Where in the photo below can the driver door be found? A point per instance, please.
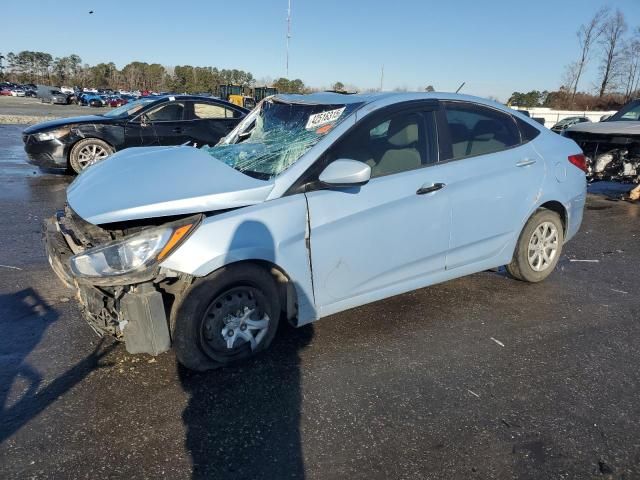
(162, 125)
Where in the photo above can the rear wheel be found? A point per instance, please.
(224, 318)
(87, 152)
(539, 247)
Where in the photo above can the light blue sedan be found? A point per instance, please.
(314, 204)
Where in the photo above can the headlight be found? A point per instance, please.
(134, 254)
(61, 132)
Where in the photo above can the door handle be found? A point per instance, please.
(430, 188)
(525, 163)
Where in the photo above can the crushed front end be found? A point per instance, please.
(131, 305)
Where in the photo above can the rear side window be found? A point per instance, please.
(527, 132)
(168, 112)
(390, 144)
(476, 130)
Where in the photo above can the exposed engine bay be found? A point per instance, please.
(109, 309)
(610, 157)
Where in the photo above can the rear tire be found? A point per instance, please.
(539, 247)
(213, 321)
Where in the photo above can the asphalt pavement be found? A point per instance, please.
(477, 378)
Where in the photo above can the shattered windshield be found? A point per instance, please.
(629, 113)
(130, 108)
(275, 135)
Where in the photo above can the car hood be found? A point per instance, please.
(607, 128)
(62, 122)
(148, 182)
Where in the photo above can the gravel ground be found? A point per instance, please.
(478, 378)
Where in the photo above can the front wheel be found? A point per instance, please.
(539, 247)
(224, 318)
(87, 152)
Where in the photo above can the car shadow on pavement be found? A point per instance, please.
(24, 319)
(244, 422)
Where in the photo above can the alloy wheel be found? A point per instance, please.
(90, 154)
(234, 321)
(543, 246)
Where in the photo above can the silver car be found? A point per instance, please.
(312, 205)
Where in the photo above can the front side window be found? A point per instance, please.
(276, 134)
(477, 130)
(168, 112)
(388, 145)
(210, 110)
(129, 109)
(628, 113)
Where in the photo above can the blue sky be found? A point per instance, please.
(495, 46)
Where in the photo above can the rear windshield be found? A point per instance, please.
(275, 135)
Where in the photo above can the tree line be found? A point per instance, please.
(43, 68)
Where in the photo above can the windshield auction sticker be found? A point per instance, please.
(318, 119)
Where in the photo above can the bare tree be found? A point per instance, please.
(631, 64)
(588, 34)
(612, 42)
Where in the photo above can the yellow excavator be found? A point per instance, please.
(243, 101)
(245, 96)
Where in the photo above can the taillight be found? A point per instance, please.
(579, 161)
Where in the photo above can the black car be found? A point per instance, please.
(74, 143)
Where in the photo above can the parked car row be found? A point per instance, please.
(309, 206)
(17, 90)
(74, 143)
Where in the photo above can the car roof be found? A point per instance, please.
(332, 98)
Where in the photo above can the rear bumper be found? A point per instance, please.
(134, 313)
(575, 212)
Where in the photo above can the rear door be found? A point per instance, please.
(210, 121)
(494, 179)
(160, 125)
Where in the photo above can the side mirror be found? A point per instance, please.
(345, 173)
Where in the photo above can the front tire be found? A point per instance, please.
(87, 152)
(539, 247)
(226, 317)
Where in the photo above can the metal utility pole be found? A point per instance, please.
(288, 34)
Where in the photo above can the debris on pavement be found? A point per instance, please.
(10, 267)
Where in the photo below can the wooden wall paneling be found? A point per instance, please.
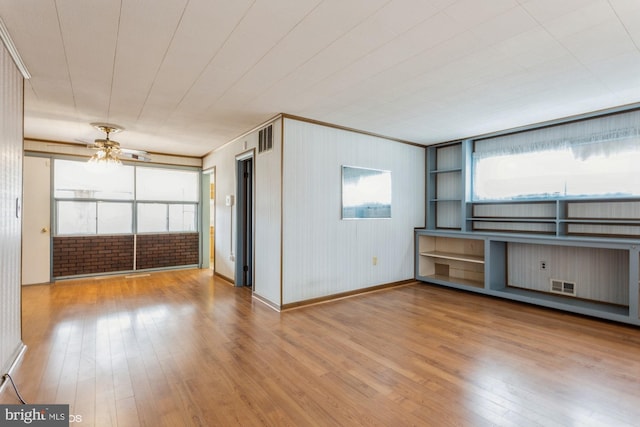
(323, 254)
(600, 274)
(268, 184)
(11, 137)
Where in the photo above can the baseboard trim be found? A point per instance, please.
(17, 357)
(225, 278)
(343, 295)
(266, 302)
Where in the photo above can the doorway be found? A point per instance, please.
(244, 219)
(36, 221)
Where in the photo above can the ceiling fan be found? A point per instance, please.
(109, 151)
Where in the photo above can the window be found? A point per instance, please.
(91, 201)
(172, 197)
(594, 157)
(157, 184)
(165, 217)
(75, 180)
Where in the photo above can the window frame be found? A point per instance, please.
(133, 202)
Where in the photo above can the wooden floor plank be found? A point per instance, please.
(182, 348)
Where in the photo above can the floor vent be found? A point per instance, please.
(562, 287)
(265, 139)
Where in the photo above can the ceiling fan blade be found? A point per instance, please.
(132, 151)
(135, 156)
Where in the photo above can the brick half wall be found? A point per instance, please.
(167, 250)
(78, 255)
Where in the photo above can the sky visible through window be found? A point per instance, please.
(556, 174)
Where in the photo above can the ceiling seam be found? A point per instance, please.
(66, 59)
(113, 66)
(265, 54)
(224, 43)
(359, 58)
(624, 26)
(569, 51)
(164, 57)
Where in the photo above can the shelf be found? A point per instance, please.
(448, 281)
(571, 304)
(452, 170)
(454, 256)
(601, 221)
(605, 272)
(512, 219)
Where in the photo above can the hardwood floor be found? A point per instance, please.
(182, 348)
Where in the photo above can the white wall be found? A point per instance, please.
(324, 255)
(11, 104)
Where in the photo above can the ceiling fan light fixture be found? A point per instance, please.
(106, 156)
(109, 152)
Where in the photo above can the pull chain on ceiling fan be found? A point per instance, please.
(109, 151)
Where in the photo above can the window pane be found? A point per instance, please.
(114, 218)
(182, 218)
(167, 185)
(555, 174)
(152, 217)
(73, 179)
(76, 218)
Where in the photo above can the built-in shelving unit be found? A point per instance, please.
(604, 273)
(579, 254)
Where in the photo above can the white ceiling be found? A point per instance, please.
(186, 76)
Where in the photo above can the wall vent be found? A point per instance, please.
(562, 287)
(265, 139)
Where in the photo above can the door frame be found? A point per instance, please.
(245, 220)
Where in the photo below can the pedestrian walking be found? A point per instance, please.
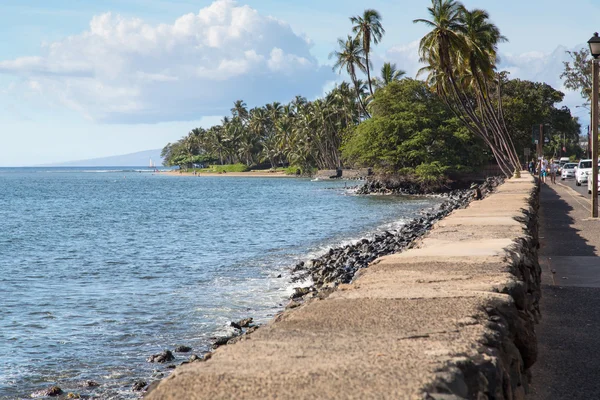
(553, 170)
(543, 168)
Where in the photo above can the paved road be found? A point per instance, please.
(571, 183)
(569, 333)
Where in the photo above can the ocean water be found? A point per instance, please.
(100, 268)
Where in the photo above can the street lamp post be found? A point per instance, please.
(594, 43)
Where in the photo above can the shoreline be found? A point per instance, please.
(249, 174)
(323, 279)
(330, 270)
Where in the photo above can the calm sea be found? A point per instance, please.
(102, 267)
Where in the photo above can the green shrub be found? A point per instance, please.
(431, 173)
(292, 170)
(229, 168)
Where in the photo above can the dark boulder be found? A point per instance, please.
(244, 323)
(183, 349)
(138, 386)
(53, 391)
(299, 292)
(163, 357)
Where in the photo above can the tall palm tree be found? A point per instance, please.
(240, 110)
(460, 53)
(389, 73)
(369, 30)
(350, 57)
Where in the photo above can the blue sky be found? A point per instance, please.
(82, 78)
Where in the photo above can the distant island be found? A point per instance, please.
(138, 159)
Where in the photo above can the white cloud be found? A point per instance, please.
(124, 70)
(406, 57)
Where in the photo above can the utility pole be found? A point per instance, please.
(541, 142)
(595, 137)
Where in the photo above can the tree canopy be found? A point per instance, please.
(413, 131)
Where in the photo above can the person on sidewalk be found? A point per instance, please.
(553, 170)
(476, 191)
(543, 168)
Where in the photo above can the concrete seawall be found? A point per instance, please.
(453, 318)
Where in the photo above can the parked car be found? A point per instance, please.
(568, 171)
(590, 182)
(583, 168)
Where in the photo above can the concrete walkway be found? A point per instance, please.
(436, 322)
(569, 333)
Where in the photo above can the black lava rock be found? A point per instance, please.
(163, 357)
(138, 386)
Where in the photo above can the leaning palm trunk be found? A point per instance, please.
(484, 127)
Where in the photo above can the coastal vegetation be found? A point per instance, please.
(464, 114)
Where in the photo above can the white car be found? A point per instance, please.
(568, 171)
(590, 182)
(583, 169)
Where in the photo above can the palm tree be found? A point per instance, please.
(240, 110)
(389, 73)
(350, 57)
(369, 30)
(461, 54)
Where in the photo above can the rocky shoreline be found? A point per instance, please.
(340, 265)
(337, 266)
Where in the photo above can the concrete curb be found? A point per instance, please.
(450, 319)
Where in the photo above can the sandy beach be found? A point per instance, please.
(249, 174)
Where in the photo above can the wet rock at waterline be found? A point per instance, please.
(163, 357)
(138, 386)
(183, 349)
(340, 265)
(245, 323)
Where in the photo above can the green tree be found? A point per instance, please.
(411, 130)
(528, 104)
(368, 30)
(461, 54)
(389, 73)
(350, 57)
(577, 74)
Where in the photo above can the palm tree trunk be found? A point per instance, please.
(368, 72)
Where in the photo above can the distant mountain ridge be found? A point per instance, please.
(138, 159)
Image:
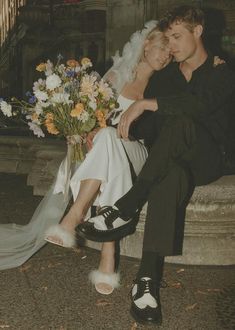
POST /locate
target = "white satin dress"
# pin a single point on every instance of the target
(106, 161)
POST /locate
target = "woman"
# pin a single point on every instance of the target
(112, 177)
(147, 51)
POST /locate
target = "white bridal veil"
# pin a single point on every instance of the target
(18, 243)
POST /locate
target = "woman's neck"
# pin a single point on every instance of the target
(143, 71)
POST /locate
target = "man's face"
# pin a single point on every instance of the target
(182, 42)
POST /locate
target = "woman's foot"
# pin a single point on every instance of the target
(64, 233)
(105, 283)
(58, 235)
(105, 278)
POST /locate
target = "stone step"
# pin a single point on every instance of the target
(210, 216)
(209, 227)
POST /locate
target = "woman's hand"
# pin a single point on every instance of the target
(218, 61)
(132, 113)
(90, 137)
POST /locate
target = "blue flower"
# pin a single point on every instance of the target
(28, 94)
(70, 73)
(60, 57)
(32, 99)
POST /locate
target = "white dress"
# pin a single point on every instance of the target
(106, 161)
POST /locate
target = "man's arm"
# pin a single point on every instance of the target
(220, 87)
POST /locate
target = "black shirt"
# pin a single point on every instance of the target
(206, 98)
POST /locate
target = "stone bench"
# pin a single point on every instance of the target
(210, 215)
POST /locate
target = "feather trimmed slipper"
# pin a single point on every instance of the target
(58, 235)
(104, 283)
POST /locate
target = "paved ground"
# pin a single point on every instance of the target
(51, 290)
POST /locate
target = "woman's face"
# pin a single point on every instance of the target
(157, 53)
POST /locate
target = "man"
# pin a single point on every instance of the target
(185, 128)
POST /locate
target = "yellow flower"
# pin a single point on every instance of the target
(41, 67)
(101, 118)
(86, 61)
(52, 129)
(50, 125)
(49, 117)
(79, 108)
(34, 116)
(99, 114)
(72, 63)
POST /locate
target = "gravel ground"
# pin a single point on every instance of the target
(51, 290)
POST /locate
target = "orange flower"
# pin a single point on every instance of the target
(102, 123)
(34, 116)
(79, 108)
(41, 67)
(99, 114)
(101, 118)
(50, 125)
(72, 63)
(52, 129)
(86, 61)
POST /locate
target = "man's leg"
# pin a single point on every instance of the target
(180, 141)
(162, 226)
(176, 140)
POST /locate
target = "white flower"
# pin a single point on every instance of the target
(53, 81)
(40, 95)
(38, 109)
(6, 108)
(93, 104)
(61, 98)
(36, 129)
(44, 104)
(84, 116)
(39, 84)
(34, 119)
(49, 67)
(88, 86)
(105, 90)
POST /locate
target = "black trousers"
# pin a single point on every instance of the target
(183, 156)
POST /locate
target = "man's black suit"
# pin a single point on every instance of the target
(186, 137)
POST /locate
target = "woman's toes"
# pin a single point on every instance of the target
(104, 288)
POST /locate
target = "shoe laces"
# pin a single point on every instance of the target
(110, 215)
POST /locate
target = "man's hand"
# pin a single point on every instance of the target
(132, 113)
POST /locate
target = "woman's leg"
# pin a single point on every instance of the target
(105, 278)
(87, 193)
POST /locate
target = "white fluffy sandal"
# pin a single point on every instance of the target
(66, 238)
(104, 283)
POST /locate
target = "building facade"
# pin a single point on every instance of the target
(35, 30)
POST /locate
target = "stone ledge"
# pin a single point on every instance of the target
(210, 220)
(209, 227)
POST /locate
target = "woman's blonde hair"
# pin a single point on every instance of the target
(123, 69)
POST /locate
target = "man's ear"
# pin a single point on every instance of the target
(146, 44)
(198, 30)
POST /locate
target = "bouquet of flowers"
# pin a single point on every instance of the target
(69, 101)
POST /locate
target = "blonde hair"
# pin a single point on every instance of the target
(123, 69)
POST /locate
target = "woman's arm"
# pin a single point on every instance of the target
(132, 113)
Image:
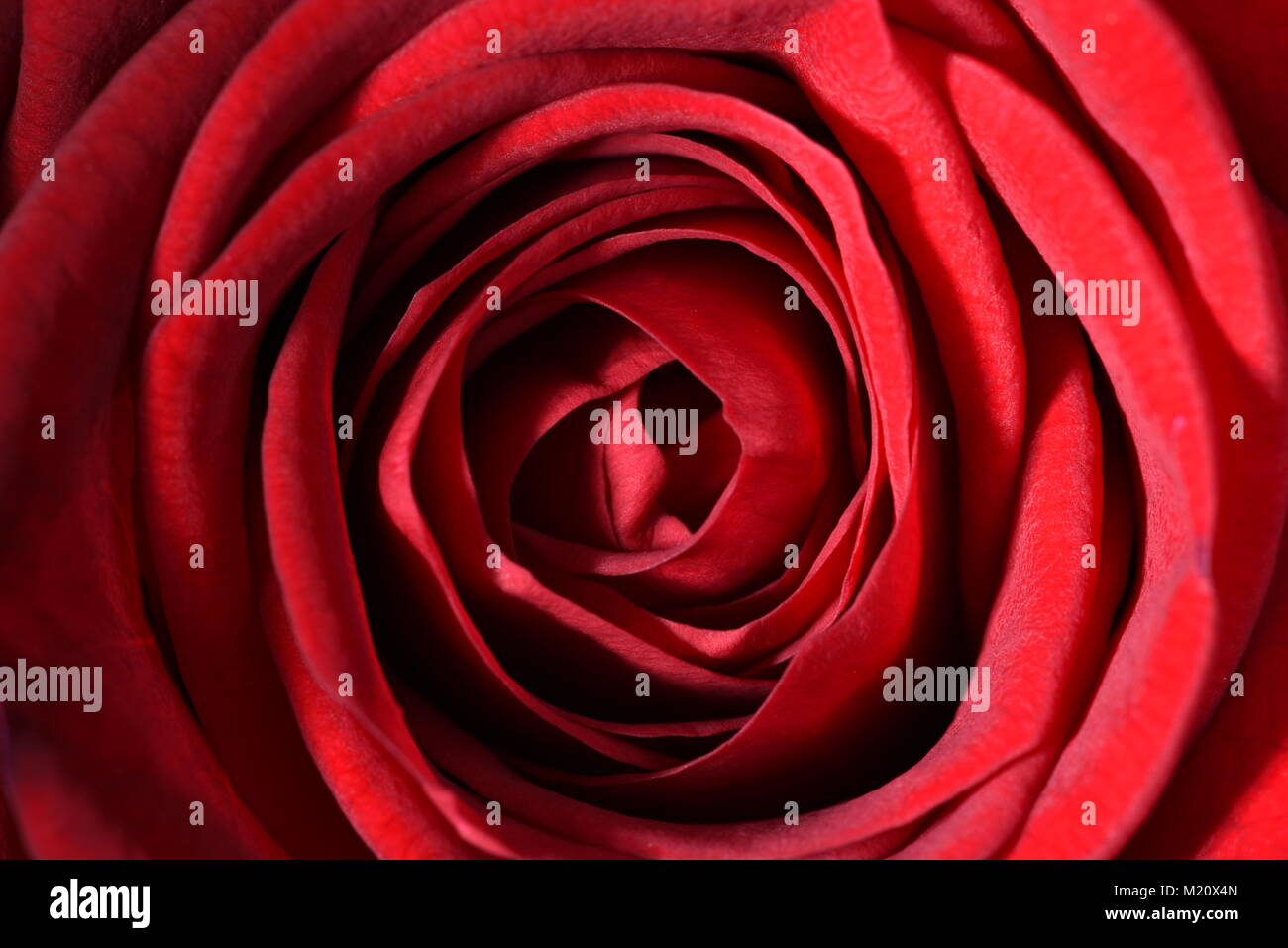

**ABOUT THIS TASK**
A single figure is the whole answer: the number of lines in the material above where the string "blonde" occurs.

**TASK RESPONSE**
2